### Given instruction
Lay out all the records below as a two-column CSV with the header instruction,output and one row per text-and-answer pair. Put each text and its answer in its own quoted field, with line breaks replaced by spaces.

--

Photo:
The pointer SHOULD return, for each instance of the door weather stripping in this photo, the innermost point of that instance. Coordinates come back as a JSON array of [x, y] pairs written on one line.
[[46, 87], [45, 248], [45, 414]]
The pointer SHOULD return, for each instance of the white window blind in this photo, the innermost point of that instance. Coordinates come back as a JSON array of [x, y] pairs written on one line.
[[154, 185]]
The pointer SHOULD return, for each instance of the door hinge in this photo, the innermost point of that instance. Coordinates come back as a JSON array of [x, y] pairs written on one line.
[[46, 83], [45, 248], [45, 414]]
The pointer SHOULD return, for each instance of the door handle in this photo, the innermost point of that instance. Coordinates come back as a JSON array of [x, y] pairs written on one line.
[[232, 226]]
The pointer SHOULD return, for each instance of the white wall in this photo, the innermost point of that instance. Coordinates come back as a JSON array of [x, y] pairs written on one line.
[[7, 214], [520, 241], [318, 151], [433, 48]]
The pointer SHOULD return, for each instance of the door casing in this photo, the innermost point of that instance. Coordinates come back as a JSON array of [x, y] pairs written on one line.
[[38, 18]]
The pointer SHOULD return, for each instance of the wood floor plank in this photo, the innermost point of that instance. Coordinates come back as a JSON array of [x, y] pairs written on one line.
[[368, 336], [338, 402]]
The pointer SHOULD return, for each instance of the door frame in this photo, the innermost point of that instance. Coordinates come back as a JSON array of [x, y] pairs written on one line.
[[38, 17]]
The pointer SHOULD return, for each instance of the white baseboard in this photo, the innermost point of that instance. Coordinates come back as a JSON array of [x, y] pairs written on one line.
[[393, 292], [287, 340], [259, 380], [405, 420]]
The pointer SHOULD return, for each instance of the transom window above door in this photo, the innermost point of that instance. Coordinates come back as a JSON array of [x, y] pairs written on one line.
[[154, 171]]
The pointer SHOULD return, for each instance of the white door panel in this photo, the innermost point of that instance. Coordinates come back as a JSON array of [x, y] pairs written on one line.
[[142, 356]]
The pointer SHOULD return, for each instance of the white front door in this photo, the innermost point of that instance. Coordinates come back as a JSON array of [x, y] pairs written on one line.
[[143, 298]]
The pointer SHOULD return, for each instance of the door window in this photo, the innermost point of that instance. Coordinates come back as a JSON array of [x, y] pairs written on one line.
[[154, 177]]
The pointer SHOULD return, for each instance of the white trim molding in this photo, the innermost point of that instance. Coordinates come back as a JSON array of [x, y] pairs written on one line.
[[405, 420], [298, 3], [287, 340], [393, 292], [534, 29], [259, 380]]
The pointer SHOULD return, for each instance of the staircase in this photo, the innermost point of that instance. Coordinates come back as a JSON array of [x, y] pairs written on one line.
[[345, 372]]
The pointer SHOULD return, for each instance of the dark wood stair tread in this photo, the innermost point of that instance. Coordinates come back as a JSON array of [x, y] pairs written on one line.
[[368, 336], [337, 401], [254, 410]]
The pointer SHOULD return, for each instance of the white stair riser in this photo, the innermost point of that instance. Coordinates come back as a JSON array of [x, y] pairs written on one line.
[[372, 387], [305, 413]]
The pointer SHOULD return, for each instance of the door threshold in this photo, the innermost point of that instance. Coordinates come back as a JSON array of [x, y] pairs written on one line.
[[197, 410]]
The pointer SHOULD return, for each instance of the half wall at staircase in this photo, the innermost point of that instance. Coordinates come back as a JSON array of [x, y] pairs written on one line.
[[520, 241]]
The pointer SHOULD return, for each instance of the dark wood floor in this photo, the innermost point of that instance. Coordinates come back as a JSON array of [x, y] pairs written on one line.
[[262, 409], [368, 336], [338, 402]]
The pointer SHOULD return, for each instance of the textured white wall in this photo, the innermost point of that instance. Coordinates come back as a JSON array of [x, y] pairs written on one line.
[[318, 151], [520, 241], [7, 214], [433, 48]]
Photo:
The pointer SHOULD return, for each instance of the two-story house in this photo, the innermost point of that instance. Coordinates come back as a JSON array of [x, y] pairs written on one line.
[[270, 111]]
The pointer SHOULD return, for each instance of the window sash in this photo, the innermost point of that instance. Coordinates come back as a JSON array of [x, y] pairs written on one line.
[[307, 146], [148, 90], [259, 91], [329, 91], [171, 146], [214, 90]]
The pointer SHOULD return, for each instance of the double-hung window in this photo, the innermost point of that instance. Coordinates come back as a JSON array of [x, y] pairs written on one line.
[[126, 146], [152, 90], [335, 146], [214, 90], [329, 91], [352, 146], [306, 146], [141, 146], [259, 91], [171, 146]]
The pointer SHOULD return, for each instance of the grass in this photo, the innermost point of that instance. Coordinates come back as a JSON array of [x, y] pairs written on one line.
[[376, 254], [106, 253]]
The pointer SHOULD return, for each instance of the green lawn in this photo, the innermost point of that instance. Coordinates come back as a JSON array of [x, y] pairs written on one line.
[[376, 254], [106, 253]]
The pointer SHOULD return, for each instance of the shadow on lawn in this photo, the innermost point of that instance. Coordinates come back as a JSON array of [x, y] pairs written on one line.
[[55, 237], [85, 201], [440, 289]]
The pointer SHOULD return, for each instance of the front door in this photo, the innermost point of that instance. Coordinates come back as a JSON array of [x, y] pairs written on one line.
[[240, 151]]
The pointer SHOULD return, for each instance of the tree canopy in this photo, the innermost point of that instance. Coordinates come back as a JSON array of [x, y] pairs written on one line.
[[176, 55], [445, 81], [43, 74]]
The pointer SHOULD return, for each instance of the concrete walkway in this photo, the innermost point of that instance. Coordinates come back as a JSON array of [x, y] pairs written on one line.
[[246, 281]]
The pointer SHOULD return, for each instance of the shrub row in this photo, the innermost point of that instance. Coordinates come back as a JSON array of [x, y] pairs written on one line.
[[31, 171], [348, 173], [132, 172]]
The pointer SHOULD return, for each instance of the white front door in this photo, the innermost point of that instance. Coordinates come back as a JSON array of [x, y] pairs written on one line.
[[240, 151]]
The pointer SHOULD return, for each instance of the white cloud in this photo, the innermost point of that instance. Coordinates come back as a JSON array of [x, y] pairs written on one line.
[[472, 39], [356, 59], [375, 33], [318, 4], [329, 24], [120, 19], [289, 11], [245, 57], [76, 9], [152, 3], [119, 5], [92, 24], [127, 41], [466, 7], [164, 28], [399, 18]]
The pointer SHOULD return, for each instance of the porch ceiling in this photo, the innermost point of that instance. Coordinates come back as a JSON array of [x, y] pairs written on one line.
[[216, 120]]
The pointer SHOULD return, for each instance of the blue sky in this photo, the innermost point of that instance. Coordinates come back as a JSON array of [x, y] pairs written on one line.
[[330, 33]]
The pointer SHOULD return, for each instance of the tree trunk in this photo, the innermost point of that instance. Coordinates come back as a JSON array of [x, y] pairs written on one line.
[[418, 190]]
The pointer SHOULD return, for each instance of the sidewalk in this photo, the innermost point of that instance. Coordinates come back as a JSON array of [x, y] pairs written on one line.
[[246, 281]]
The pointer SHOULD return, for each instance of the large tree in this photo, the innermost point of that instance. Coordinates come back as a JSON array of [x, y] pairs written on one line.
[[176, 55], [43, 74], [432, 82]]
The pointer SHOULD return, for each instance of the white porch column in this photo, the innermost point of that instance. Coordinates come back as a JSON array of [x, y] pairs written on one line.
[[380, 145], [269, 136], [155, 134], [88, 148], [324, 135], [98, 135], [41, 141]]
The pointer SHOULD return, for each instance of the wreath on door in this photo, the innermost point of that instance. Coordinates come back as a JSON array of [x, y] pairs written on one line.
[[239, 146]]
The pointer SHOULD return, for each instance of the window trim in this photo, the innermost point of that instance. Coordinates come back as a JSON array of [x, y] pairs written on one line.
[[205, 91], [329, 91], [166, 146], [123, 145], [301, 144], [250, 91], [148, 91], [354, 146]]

--

### Right answer
instruction,output
"Photo: The pointer SHOULD return, for each instance of the door weather stripping in this photo, the innermost point of that instance. Coordinates come back as a JSON array of [x, y] pairs written on one line.","[[46, 87], [45, 248], [45, 414]]"
"The pointer SHOULD return, for each instance of the white window blind in this photo, the innermost point of that instance. Coordinates come back as a JSON array of [x, y] pairs written on one line.","[[154, 185]]"
"The pointer SHOULD return, for each instance of the door hinge in this photo, the innermost point of that instance. Coordinates come back as a JSON array of [x, y] pairs written on one line.","[[46, 83], [45, 248], [45, 414]]"
"The pointer SHOULD return, for each instance of the door handle in this photo, the innermost point of that instance. Coordinates come back as a JSON array of [x, y] pairs written on one line.","[[232, 226]]"
"The pointer SHOULD return, for each instance of the white wall in this photo, the innermost point of that instance. Coordinates come back as a JSON array of [x, y] pairs written on one line.","[[7, 214], [520, 241], [318, 151], [433, 48]]"
"The pointer SHOULD return, for each instance of the door casing in this photo, the innermost point of that instance. Coordinates come back as a JSON array of [x, y] pairs written on one line.","[[38, 18]]"
"The pointer SHOULD return, for each instance of the wood floor plank in this photo, the innermost point of that instance. Coordinates come back as a JSON array of [x, y] pairs written on one line.","[[368, 336], [338, 402]]"
"The pointer SHOULD return, for each instance of the door frame in this photo, the innermost point of that instance. Coordinates come back as a JSON array of [x, y] pairs written on one line.","[[38, 17]]"
"The pointer SHOULD return, for each instance of the white baseboard in this photo, the innermost point of that instance. Coordinates come back as a JSON array of [x, y] pairs written on one line.","[[393, 292], [287, 340], [259, 380], [405, 420]]"
"The pointer SHOULD return, for each instance of the transom window above door in this photo, the innermost point of that instance. Coordinates come back as a JSON array of [x, y] pairs written on one line.","[[154, 171]]"
"The pointer SHOULD return, for each instance of the white door panel in this photo, the innermost point of that instance. Coordinates come back as a JSON array of [x, y] pairs written on one line.","[[142, 356]]"
"The pointer SHOULD return, for each instance of the white front door in this photo, the innermost point of that instance. Coordinates come back as a JSON array of [x, y] pairs written on one line.","[[143, 298]]"
"The pointer SHOULD return, for each instance of the door window in this photo, the innermost point of that instance. Coordinates come back as a JSON array of [x, y] pairs written on one line.","[[154, 177]]"
"The pointer SHOULD return, for each instance of the white trim molding in this photo, the innermost point of that instance. Coordinates come back as a JSON array of [x, y] pairs written on one line.","[[405, 420], [298, 3], [287, 340], [393, 292], [534, 29], [259, 380]]"
"The pointer SHOULD return, for each instance of the staircase in this photo, the innermost point of that instance. Coordinates come back as a JSON array of [x, y] pairs written on one line.","[[345, 372]]"
"The pointer SHOULD return, for each instance of the dark wood stair tread in this photo, the innermost point of that instance. Coordinates come back as a JSON array of [x, y] pairs written on one line.","[[368, 336], [337, 401], [254, 410]]"
"The pointer SHOULD return, for each instance of the white stair riser in this photo, the innermost point of that instance. Coordinates come back as a JSON array of [x, y] pairs written on one line.","[[372, 387], [305, 413]]"
"The pointer SHOULD return, for each instance of the door threshold in this photo, the innermost point of that instance. Coordinates come back as a JSON array of [x, y] pairs written on one line.","[[197, 410]]"
"The pointer SHOULD return, for each instance of the half wall at staircase in this photo, the innermost point of that instance. Coordinates come back as a JSON array of [x, y] pairs written on one line.","[[520, 241]]"
"The pointer SHOULD return, for each instance of the dark wood floor in this photo, the innermost point of that instance. Coordinates come back as a JSON array of [x, y] pairs written on one line.","[[262, 409], [368, 336], [338, 402]]"
"The pointer SHOULD return, for each instance of the textured white wall in this photo, the innermost point of that instance. Coordinates come back as a JSON array of [x, y] pairs written on one line.","[[318, 151], [520, 241], [7, 214], [433, 48]]"
"Photo: The pointer SHOULD return, for each instance of the two-story house in this photo, the innermost point of that instance. Coordinates come back as a JSON array of [x, y] pairs written on one line.","[[270, 111]]"
"The pointer SHOULD return, for each instance of the window sash in this photo, the innermost point of that instance. Coordinates come back as a JSON array of [x, y] pairs written on one line.","[[307, 146], [148, 90], [259, 91], [329, 91], [171, 146], [214, 90]]"
"The pointer SHOULD return, for each instance of the double-hung window in this photo, the innermost point of that instance. Coordinates come back as a JSON array of [x, y] pairs written on one line.","[[126, 146], [152, 90], [335, 146], [214, 90], [329, 91], [352, 146], [306, 146], [141, 146], [259, 91], [171, 146]]"
"The pointer SHOULD return, for each instance of the grass in this photo, the innermost point of that instance. Coordinates come back as a JSON array of [x, y] pairs written on one line.","[[376, 254], [106, 253]]"
"The pointer SHOULD return, for each instance of the green lawn in this photo, the innermost point of that instance. Coordinates come back as a JSON array of [x, y] pairs written on one line.","[[376, 254], [106, 253]]"
"The pointer SHOULD return, for each instance of the shadow on lawn in this photo, the innermost point of that instance. Coordinates come back as a JSON array of [x, y] pairs written on one line.","[[55, 237], [85, 201], [440, 289]]"
"The pointer SHOULD return, for each instance of the front door in this photo, the innermost point of that instance. Coordinates come back as a JSON array of [x, y] pairs written on one line.","[[240, 151]]"
"The pointer SHOULD return, for each instance of the tree canopy in this photo, the innermost point of that instance. Coordinates come back as a JSON array of [x, y] pairs written on one line.","[[176, 55], [445, 81], [43, 74]]"
"The pointer SHOULD return, for each instance of the concrete walkway in this photo, the innermost point of that instance. Coordinates come back as a JSON array of [x, y] pairs written on one line.","[[246, 281]]"
"The pointer SHOULD return, for each instance of the shrub row in this photo, the innermost point of that instance. Coordinates come back as a JSON array of [x, y] pairs written on one line.","[[31, 171], [348, 173], [132, 172]]"
"The pointer SHOULD return, for each instance of the white front door in this photo, the innermost point of that instance. Coordinates come back as a JSON array of [x, y] pairs written on one line.","[[240, 151]]"
"The pointer SHOULD return, for each instance of the white cloud in this photo, the innermost point of that instance. Coordinates come back as a JSON array of [x, y] pairs written on one line.","[[472, 39], [356, 59], [375, 33], [318, 4], [329, 24], [120, 19], [289, 11], [245, 57], [76, 9], [152, 3], [119, 5], [92, 24], [127, 41], [466, 7], [164, 28], [399, 18]]"
"The pointer SHOULD return, for each instance of the porch ceiling in this photo, the innermost point of that instance. Coordinates come back as a JSON array of [x, y] pairs written on one line.","[[216, 120]]"
"The pointer SHOULD return, for each instance of the blue sky in this photo, the innermost point of that instance. Coordinates come back as a JSON array of [x, y] pairs written on one line.","[[330, 33]]"
"The pointer SHOULD return, for each instance of the tree trunk in this photo, the innermost point of that instance. Coordinates come back as a JSON array of [x, y] pairs written on one line.","[[418, 190]]"
"The pointer SHOULD return, for each instance of the sidewalk in this photo, the innermost point of that instance. Coordinates come back as a JSON array of [x, y] pairs written on one line.","[[246, 281]]"
"The pointer SHOULD return, for each instance of the large tree in this photo, the innermost point of that instance. Coordinates come back as a JSON array of [x, y] pairs written on one line.","[[176, 55], [43, 74], [432, 82]]"
"The pointer SHOULD return, for each instance of the white porch column in this photo, the innermost point of that instance. Coordinates come back as a JSON array of [x, y] pairs written on one line.","[[380, 145], [269, 136], [155, 134], [88, 148], [324, 135], [98, 135], [41, 141]]"
"The pointer SHOULD return, for each instance of the wreath on door in this photo, the innermost point of that instance. Coordinates come back as a JSON array of [x, y] pairs written on one line.","[[239, 146]]"
"The pointer SHOULD return, for each instance of the window trim in this photo, the innermost point of that instance. Coordinates come back as a JSON array of [x, y] pairs written on one line.","[[205, 91], [329, 91], [166, 146], [123, 145], [301, 144], [250, 91], [148, 91], [354, 146]]"